TEXT FOR ANALYSIS
::::::::
Filmed under the title The Head, Jordan Downey’s film sounds like it might be about that Linkedin job-search by Jeannie in human resources, but it’s actually that rarest of genre entries; a kitchen sink sword-and-sorcery thriller. Yes, we’ve all seen mighty warriors, slaying gelid beasts and rescuing princesses, but what are these muscle-bound protagonists like when they go home at the end of a hard day? That’s the jumping off point for this unusual story, and while this may not be epic in budget or cast, The Head Hunter lands an original idea in style.
We have a cast of one here, so Christopher Rygh can pretty much claim that he’s the best thing in this. Rygh plays Father, a medieval warrior who shuttles between his simple homestead and a castle where he gets instructions about which monster he has to kill next to keep the kingdom safe. As his name suggests, Father has a family, or used to; his promise to protect his daughter was unsuccessful, and her body is buried outside his hovel, but the pain drives him onwards. Father collects the severed heads of his enemies, but after successfully tracking down and slaying the creature that killed his child, the head makes a break for freedom with tragic consequences.
Tragic might not be the right word; entertaining might be closer to the mark, since this is a Gothic horror film that has a touch of Evil Dead 2 body-horror possession, as Father’s struggles with the Head make up the variety of the running time. The Head Hunter is never boring, but also has a few well-positioned plot-twists which jolt the audience. Rygh does a strong-man act to carry a 72 minute feature with just a handful of lines of dialogue, but with his full mane of hair, fatigued demeanour and straggly beard, Rygh makes Father a truly memorable character. Father is dependent on a healing elixir, which sorts out his wounds and may well have gifted him some kind of immortality, but that may be as much of a curse as a blessing when the true nature of his enemy becomes apparent.
The Head Hunter is rapidly gaining a cult reputation, and that’s well-deserved; this is an atmospheric, well-shot and artfully conceived number which looks great in its first UK blu-ray release. The final twist is a cracker, but the whole package is highly impressive; made for the price of a fancy car, this puts most big-budget features to shame. Horror and action fans should take a look at The Head Hunter, a strikingly simple film that takes no prisoners; extras are minimal, but two commentaries should sweeten the deal, and this is a film with endless re-watch potential. And the director made his name with an unofficial Critters fan film, so he’s an automatic friend to this blog.
Thanks to 101 Films for access to this movie. Links below.
I absolutely love this movie. The atmosphere is great and delivers a dark and eerily calm tone. So awesome that it was made on a budget of 30k.
I was taking a backward look the other day, and this is one movie that really delivered on a tiny budget. It’s a real one-off, and I was lucky to catch it on the up. Just shows what can be done…
Could do with a new decent cult film – they are in short supply.
::::::::
ACTIVITY
Could you write what comes next in The Head Hunter review, picking up right after its final sentence?

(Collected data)
::::::::
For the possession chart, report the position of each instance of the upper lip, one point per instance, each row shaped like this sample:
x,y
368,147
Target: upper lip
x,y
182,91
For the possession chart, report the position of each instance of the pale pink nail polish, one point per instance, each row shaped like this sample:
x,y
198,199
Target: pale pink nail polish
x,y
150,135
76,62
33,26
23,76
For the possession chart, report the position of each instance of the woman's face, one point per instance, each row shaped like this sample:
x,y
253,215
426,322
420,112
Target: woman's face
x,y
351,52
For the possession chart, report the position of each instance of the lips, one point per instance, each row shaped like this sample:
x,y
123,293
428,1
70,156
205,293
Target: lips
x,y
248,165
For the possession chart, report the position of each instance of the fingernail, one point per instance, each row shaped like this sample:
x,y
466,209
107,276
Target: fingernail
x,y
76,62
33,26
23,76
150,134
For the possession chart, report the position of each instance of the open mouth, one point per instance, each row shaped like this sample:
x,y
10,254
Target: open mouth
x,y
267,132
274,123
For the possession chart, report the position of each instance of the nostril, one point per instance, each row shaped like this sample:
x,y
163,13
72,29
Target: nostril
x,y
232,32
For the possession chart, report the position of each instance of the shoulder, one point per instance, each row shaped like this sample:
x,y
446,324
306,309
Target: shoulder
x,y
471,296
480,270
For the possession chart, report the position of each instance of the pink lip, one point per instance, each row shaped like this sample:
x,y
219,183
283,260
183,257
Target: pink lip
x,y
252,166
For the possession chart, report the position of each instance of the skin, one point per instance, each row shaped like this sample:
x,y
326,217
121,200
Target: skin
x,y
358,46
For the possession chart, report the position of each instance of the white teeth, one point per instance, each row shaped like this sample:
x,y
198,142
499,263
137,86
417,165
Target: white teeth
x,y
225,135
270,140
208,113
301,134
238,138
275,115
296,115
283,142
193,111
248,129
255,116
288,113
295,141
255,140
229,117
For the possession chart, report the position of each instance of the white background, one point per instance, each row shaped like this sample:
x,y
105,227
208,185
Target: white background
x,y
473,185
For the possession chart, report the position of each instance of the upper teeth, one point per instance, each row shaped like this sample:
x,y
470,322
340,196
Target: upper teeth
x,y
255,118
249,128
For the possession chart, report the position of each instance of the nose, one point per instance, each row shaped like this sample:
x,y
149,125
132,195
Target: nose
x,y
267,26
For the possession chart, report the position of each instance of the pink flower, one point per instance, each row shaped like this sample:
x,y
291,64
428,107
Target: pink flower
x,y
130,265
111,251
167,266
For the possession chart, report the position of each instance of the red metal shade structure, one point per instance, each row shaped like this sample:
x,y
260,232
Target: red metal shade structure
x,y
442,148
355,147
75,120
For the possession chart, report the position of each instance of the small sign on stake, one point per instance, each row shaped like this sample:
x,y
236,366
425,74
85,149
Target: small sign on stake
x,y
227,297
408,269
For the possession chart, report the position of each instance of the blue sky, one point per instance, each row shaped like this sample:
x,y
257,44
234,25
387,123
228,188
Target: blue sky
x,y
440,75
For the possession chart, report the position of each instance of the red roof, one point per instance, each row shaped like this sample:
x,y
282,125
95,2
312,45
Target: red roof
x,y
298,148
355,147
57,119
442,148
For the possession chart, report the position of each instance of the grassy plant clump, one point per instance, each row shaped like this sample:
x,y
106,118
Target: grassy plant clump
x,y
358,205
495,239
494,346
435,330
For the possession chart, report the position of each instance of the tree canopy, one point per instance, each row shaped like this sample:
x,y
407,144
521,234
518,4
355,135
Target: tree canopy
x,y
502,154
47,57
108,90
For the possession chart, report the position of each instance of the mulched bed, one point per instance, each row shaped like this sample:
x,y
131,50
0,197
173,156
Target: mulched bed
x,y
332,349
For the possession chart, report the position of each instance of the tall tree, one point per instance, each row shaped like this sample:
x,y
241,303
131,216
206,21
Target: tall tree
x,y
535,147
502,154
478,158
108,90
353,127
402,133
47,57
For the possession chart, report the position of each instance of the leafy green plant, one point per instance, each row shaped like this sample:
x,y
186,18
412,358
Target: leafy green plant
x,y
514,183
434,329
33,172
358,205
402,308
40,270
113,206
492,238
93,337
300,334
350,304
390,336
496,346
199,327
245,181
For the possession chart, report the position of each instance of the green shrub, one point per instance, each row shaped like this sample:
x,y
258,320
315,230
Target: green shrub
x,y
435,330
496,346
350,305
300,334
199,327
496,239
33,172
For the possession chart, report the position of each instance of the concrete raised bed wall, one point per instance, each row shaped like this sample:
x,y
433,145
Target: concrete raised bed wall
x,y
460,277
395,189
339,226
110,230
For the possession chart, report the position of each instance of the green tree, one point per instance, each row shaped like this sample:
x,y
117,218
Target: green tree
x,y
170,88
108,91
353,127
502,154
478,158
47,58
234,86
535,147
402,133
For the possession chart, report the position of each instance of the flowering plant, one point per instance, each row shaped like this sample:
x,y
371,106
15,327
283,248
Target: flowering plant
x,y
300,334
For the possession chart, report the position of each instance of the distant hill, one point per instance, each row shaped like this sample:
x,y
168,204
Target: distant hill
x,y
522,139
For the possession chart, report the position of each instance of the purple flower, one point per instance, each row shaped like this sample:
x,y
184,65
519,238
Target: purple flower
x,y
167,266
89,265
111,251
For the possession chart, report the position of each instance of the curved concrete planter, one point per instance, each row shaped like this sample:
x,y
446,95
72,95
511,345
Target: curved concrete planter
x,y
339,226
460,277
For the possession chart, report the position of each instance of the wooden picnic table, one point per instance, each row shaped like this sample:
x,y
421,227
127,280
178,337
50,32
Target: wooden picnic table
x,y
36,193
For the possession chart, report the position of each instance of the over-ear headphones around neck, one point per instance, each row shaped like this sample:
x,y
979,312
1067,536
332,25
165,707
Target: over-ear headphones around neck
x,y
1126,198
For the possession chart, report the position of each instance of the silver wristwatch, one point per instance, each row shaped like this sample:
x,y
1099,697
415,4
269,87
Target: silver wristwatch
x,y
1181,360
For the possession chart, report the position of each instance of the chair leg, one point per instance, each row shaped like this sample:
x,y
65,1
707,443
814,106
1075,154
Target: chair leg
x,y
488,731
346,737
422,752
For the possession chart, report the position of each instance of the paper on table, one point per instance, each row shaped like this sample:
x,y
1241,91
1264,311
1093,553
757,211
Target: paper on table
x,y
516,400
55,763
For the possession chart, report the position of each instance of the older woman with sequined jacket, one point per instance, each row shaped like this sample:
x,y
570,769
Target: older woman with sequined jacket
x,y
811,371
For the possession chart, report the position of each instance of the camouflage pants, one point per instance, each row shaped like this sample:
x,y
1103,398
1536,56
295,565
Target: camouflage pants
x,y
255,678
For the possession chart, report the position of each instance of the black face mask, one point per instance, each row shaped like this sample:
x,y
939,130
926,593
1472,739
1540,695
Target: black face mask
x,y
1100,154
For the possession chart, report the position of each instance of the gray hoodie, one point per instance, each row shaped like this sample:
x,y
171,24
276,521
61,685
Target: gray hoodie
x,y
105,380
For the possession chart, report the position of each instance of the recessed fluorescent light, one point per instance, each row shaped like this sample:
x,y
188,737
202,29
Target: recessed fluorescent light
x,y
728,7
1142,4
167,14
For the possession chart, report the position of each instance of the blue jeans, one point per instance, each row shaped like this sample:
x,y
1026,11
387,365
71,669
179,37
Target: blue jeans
::::::::
EXERCISE RESPONSE
Pulling off a simple idea like this is a good watch; lo-fi, yes, but fully realized in a tiny budget. Worth keeping an eye out for.
Even I like the look of this one. That’s a great costume he’s wearing.
Do you remember the name of the guy who was running this place? Seems to have disappeared lately. Like maybe he got a job delivering milk or something.
Hmm Ol’10, or Dix I think. I was wondering where he was too. Usually he’s stood in a field dictating his reply comments to an illiterate horse. I’m worried about the horse now.
I think it might be hard getting a signal in Scotland. Don’t they basically live off the grid up there?
I am not sure they ever had a grid. Irn Bru and haggis seems to power them.
Well, at least it’s nice of him to leave the place open like this. And it’s not as if we’re going to wreck it like some Airbnb joint. Have you checked his fridge? I was a little scared to look in there.
Yello card for your to for encouraging this. It’s not this when you go off to the bins for hours at a time.
Is this Gaelic?
Yes.
No, don’t do horror 😀
Yellow card for casual racism.
That’s racist.
Red card for argument.
Not casual at all, quite formal really.
Red for formal racism.
I want a plaid card. Or paisley.
You don’t get to choose, Bunty. You’re off!
Off to empty the bins! Recycling today. Got any old reviews you want to repost?
Sigh. How up to date was your movie today? 1970 what?
Yeah, but it was the first time I posted it. Some sites repost old reviews! I know it sounds dreadful, but it’s true.
I want a tartan one.
You’ll be getting an on the spot fine if you keep this up.
Haven’t got any spots!
Tell that to the rozzers!
Haha good old Lancashire slang there. Luckily I don’t live there so they’ll never find me! Foiled again Bunty!
Gateshead area, Atmos, Kong vs Godzilla, shouldn’t be a problem…
They can come, they won’t find any spots.
You may have red spots on your foreheads when the cops close in.
Ock eye the noo. I’ll make them a cuppa, they’ll be fine.
I’m giving them tasers and cattle prods
You’ll be off the grid if I get my hands on you
Had to take my mum to a medical appointment, did you pay for the full 24 hour service?
Yep. When are you coming by to take me to the vaccination site?
I’ll be turning you over to the authorities.
Well, yes, that’s the point. But when?
Now. Red dot time.
FOC to me, in fact you should be paying me for my entertaining and pithy comments.
hahahahahhaha good one!
Thanks! I thought so!
I think it’s worth something. But nothing from the fridge. You were right not to go there.
Your Mum is a horse?????
Double red for insults.
wut?
That’s me preparing to write this review.
Hahahahah.
I like the looks of it! That picture at the top of the review is top notch.
and its brevity of length is a plus in my books…
I think you should see this, and I think you will like it. Wholesome fun.
That’s what I like to hear. Wholesome Fun is my middle name…
The film-makers don’t go down the heavy metal/ boobs and dragons route, this is more Skyrim than that…
Skyrim’s that first person shooter in a huge mmpgozoeo world right?
Like Red Dead Redemption, so big I just got lost every time I left my guild. I guess there must have been people like me throughout history, can’t find the adventure happening on their doorstep.
At least you know the name of the game. I don’t even know that 🙂
I didn’t any elder scrolls. I got lost in snow if fell of my horse. Who says video games are exciting? LA Noire was harder work that most jobs.
I’ve got Shrek for an unorthodox look at the fantasy world. Shrek on loop…
This isn’t quite the same as Shrek, which obviously is the key text in understanding medieval life.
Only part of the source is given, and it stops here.